DATA EXTRACT below:
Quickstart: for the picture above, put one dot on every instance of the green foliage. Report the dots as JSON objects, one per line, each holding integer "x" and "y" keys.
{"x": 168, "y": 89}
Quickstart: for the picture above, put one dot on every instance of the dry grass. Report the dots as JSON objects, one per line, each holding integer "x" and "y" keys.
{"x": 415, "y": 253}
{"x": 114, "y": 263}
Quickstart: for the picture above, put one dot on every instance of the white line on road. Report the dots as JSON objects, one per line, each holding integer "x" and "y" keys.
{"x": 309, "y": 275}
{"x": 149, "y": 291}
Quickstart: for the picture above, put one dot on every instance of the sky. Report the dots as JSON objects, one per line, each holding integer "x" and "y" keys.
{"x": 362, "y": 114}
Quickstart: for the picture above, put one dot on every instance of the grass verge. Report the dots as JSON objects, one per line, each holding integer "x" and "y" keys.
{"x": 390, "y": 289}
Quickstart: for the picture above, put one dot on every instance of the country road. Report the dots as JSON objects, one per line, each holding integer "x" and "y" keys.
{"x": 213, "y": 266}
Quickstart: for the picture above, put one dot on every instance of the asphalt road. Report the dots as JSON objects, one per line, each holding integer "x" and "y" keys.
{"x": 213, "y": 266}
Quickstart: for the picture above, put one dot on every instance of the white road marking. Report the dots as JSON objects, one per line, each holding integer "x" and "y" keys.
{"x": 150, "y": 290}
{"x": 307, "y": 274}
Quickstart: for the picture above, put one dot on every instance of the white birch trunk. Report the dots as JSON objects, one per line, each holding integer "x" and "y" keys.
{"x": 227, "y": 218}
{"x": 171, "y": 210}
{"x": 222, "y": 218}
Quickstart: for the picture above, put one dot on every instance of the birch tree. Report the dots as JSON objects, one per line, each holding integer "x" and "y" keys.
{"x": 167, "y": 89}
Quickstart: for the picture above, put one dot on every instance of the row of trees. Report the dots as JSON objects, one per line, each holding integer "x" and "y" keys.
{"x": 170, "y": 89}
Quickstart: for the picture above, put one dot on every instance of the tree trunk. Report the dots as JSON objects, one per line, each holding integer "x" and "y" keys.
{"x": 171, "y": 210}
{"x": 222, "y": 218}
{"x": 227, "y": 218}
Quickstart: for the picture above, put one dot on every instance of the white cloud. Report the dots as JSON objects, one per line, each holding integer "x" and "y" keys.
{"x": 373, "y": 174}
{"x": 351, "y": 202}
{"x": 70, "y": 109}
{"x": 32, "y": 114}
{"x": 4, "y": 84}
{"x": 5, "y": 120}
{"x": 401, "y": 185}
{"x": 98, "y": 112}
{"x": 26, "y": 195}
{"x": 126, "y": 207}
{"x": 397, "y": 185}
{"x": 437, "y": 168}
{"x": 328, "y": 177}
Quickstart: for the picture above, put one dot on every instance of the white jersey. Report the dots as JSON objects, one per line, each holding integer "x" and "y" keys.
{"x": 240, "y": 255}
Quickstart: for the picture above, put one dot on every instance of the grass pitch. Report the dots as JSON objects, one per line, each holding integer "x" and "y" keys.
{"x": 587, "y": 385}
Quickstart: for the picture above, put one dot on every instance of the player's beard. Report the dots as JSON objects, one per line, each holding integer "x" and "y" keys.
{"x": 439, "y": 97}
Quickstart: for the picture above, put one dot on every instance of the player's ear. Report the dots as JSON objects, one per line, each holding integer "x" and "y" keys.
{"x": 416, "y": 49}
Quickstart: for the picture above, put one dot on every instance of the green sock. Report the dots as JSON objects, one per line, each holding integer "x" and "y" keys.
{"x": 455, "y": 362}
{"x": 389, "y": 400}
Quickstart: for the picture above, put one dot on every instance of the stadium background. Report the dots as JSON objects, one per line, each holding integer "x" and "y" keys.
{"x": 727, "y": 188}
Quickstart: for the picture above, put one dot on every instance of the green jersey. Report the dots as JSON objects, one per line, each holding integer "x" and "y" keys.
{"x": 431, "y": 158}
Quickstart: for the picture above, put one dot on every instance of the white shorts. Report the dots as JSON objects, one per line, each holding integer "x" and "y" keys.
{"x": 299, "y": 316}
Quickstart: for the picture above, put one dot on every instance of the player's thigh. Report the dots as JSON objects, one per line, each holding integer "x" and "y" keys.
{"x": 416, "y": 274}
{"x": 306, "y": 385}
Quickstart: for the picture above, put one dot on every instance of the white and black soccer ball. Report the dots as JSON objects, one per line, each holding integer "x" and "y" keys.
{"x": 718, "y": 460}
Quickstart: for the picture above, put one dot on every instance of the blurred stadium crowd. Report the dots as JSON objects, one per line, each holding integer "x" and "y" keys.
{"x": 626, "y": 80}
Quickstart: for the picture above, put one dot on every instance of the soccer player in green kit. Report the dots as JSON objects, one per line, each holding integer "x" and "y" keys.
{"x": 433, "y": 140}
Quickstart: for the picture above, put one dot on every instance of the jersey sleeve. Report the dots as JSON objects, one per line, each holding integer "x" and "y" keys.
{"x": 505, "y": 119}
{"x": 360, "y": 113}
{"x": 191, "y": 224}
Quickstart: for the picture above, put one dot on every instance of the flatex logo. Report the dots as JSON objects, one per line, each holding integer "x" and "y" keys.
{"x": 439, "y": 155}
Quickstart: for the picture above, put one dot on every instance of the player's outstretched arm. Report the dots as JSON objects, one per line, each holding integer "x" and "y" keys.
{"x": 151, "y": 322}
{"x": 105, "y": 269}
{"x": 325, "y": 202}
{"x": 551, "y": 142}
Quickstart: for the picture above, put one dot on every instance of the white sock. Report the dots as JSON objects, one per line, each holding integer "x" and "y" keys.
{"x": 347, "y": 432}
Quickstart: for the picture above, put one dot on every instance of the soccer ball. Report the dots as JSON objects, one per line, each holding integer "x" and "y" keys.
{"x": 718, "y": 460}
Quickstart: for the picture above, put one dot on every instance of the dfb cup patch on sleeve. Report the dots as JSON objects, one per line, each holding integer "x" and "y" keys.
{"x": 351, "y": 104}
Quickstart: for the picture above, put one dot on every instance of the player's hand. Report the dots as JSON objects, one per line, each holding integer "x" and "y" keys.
End of DATA EXTRACT.
▶ **EXERCISE BRIEF**: Each line above needs to be repeated exactly, with nothing omitted.

▶ **SOLUTION BELOW**:
Quickstart: for the picture above, put one dot on every instance of the green foliage. Report the dots as JSON objects, one per line, each holding integer "x" and "y" keys.
{"x": 168, "y": 89}
Quickstart: for the picture above, put one dot on every instance of the dry grass. Report the dots as JSON objects, one per line, each holding integer "x" and "y" keys.
{"x": 415, "y": 253}
{"x": 114, "y": 263}
Quickstart: for the picture above, put one dot on every instance of the white line on road. Report the dots as JSON objects, one per line, each holding integer "x" and "y" keys.
{"x": 309, "y": 275}
{"x": 149, "y": 291}
Quickstart: for the picture above, put one dot on every instance of the sky. Report the dots as JSON objects, one per line, each holding integer "x" and "y" keys.
{"x": 362, "y": 114}
Quickstart: for the picture above, put one dot on every instance of the grass verge. Report the dots as JSON objects, one per line, each holding integer "x" and "y" keys.
{"x": 390, "y": 289}
Quickstart: for the picture above, put one dot on every instance of the country road. Report the dots as JSON objects, one per line, each holding integer "x" and "y" keys.
{"x": 213, "y": 266}
Quickstart: for the picture above, put one dot on every instance of the asphalt road. Report the dots as JSON objects, one per line, each holding integer "x" and "y" keys.
{"x": 213, "y": 266}
Quickstart: for the picture above, put one dot on every instance of the white road marking. Report the dots as JSON objects, one per line, each holding integer "x" and "y" keys.
{"x": 150, "y": 290}
{"x": 307, "y": 274}
Quickstart: for the picture above, put one dot on every instance of the white birch trunk. Report the dots as JSON objects, one per line, each holding integer "x" and "y" keys.
{"x": 227, "y": 218}
{"x": 171, "y": 210}
{"x": 222, "y": 218}
Quickstart: for the picture above, put one dot on every instance of the birch tree. Report the dots as JSON objects, one per line, each holding integer "x" and "y" keys.
{"x": 167, "y": 89}
Quickstart: for the picture above, put one dot on every instance of the row of trees. Report the dots as JSON objects, one per line, each holding integer "x" and "y" keys.
{"x": 170, "y": 89}
Quickstart: for the picture above, put one dot on every instance of the tree trunk. Report the dots as JSON objects, one per line, each holding integer "x" and "y" keys.
{"x": 171, "y": 210}
{"x": 222, "y": 218}
{"x": 227, "y": 218}
Quickstart: for the picture above, put one dot on every instance of the white cloud. Report the dots as JSON objects, one per line, each holding integer "x" and "y" keys.
{"x": 373, "y": 174}
{"x": 351, "y": 202}
{"x": 70, "y": 109}
{"x": 32, "y": 114}
{"x": 4, "y": 84}
{"x": 5, "y": 120}
{"x": 401, "y": 185}
{"x": 98, "y": 112}
{"x": 26, "y": 195}
{"x": 126, "y": 207}
{"x": 397, "y": 185}
{"x": 437, "y": 168}
{"x": 328, "y": 177}
Quickstart: for the picture above, put one dot on every instance of the white jersey. Report the dots as JSON objects, one per line, each holding integer "x" and "y" keys.
{"x": 240, "y": 255}
Quickstart: for the picture above, put one dot on every instance of the grass pitch. Report the dots as JSON objects, one per line, each holding integer "x" and "y" keys.
{"x": 587, "y": 385}
Quickstart: for the picture above, put one dot on every instance of the player's beard. Report the dots as JSON objects, one per line, each holding integer "x" and "y" keys.
{"x": 439, "y": 97}
Quickstart: for the picture above, put one dot on every instance of the player's ear. Report the dots as JSON objects, one per line, each holding integer "x" and "y" keys.
{"x": 416, "y": 49}
Quickstart: for the picture above, put one dot on every instance of the green sock. Report the dots as JSON objects, one per line, each holding integer "x" and "y" keys.
{"x": 455, "y": 362}
{"x": 389, "y": 400}
Quickstart: for the picture above, put one dot on every instance of the stadium background. Report the dots as JSON objects, one per line, each holding integer "x" and "y" keys.
{"x": 727, "y": 188}
Quickstart: for the picture above, put one dot on every instance of the green jersey. Report the dots as JSON objects, one per line, each holding integer "x" and "y" keys.
{"x": 431, "y": 158}
Quickstart: for the picture above, put one dot on every instance of the white shorts. Report the dots as JSON objects, one per line, each holding integer "x" and "y" keys.
{"x": 299, "y": 316}
Quickstart: for the picture above, put one dot on every instance of the player's thigh. Report the dots as JSON objects, one per line, each holding integer "x" and "y" keys.
{"x": 416, "y": 274}
{"x": 306, "y": 385}
Quickstart: for the picture above, put one dot on every instance of the white and black soccer ball. Report the dots as JSON objects, one per line, each holding integer "x" and "y" keys.
{"x": 718, "y": 460}
Quickstart: for the picture above, put one dot on every instance of the blurred stadium crowd. Report the dots as JSON objects, one per line, each holding integer "x" and "y" keys.
{"x": 626, "y": 80}
Quickstart: for the picture above, put one dot on every instance of the soccer player in green kit. Report the dots as JSON objects, one per line, each holding integer "x" and "y" keys.
{"x": 433, "y": 140}
Quickstart: for the picture above, put one dot on every instance of the jersey sleeve. Report the dots as JSON objects, one per line, each holding integer "x" and "y" keys.
{"x": 505, "y": 119}
{"x": 360, "y": 113}
{"x": 191, "y": 224}
Quickstart: for the picture above, put one dot on every instance of the flatex logo. Report the dots as JSON objects, one per line, each holding integer "x" and "y" keys.
{"x": 439, "y": 155}
Quickstart: for the picture above, put one dot on every instance of the player's outstretched arm. Report the dots as JSON objects, one per line, each holding integer "x" and "y" keys.
{"x": 151, "y": 322}
{"x": 105, "y": 269}
{"x": 325, "y": 202}
{"x": 551, "y": 142}
Quickstart: for the picture above, put one dot on every instance of the white sock. Report the dots as JSON objects, one per line, each holding integer "x" and "y" keys.
{"x": 347, "y": 432}
Quickstart: for the picture above, put one dot on every instance of the soccer ball. Report the dots as JSON objects, one per line, each holding integer "x" and "y" keys.
{"x": 718, "y": 460}
Quickstart: for the picture above, put one dot on every instance of the dfb cup patch on sleeve. Report the dots as JSON objects, one per line, each holding integer "x" and "y" keys.
{"x": 351, "y": 104}
Quickstart: for the picture above, put one dot on every instance of the player's hand. Report the dots as JSON objects, one per line, each holding integer "x" and "y" keys.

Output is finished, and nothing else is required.